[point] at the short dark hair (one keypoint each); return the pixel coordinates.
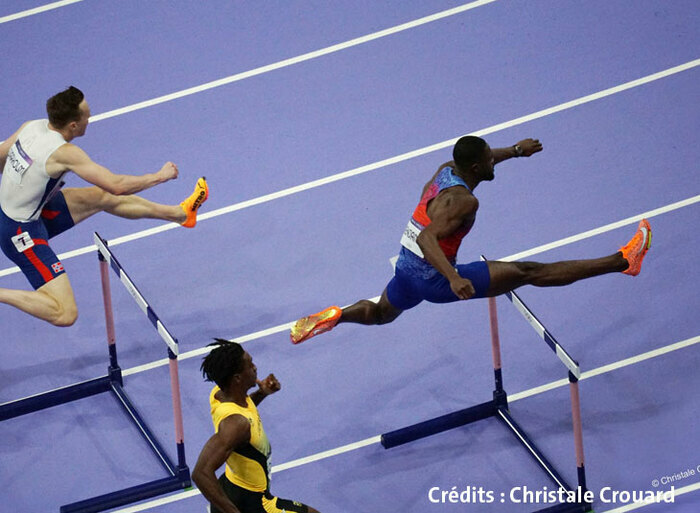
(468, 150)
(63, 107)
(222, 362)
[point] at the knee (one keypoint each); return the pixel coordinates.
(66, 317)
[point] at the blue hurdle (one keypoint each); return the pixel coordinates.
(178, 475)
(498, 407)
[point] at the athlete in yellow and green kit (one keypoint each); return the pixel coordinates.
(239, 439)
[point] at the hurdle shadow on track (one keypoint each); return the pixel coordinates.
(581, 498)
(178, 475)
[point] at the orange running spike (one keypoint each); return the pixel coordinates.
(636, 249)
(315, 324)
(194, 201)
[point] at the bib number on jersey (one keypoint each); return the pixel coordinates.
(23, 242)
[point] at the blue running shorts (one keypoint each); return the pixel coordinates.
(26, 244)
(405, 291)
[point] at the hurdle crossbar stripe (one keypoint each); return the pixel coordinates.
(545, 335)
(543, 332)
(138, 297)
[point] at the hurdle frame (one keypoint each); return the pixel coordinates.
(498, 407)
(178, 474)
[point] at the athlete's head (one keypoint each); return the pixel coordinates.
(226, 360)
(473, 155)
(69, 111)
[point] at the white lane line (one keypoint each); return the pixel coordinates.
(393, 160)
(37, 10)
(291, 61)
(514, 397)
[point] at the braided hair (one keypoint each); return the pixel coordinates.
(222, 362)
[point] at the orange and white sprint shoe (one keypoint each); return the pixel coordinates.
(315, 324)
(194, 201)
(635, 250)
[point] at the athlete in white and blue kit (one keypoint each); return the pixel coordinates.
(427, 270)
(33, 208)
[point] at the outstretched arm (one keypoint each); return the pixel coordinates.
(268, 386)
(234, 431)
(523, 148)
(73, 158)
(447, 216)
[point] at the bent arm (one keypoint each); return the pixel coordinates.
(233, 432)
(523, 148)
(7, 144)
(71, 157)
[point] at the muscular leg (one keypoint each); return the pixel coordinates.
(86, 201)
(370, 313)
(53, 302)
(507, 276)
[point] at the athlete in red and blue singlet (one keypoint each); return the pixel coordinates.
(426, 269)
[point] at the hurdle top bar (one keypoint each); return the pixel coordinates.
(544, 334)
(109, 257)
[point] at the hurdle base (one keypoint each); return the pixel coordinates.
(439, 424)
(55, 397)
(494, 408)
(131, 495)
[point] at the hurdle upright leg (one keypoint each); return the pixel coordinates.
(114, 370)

--------------------

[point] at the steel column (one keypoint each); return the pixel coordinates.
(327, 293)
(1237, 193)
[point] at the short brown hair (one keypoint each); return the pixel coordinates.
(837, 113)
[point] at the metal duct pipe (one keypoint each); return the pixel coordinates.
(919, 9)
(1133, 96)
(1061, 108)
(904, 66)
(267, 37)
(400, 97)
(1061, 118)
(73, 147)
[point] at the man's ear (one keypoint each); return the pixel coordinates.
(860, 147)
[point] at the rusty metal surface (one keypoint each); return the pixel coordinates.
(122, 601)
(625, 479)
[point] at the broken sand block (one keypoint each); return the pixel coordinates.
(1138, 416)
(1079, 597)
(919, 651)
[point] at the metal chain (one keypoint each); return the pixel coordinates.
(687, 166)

--------------------

Can you show every line in the items above that contains the string "orange"? Matching is case-sensitive.

[point] at the orange running spike (one keypoint each); return the pixel coordinates.
[point] at the orange and white sprint shoe (one keypoint each); return the pixel coordinates.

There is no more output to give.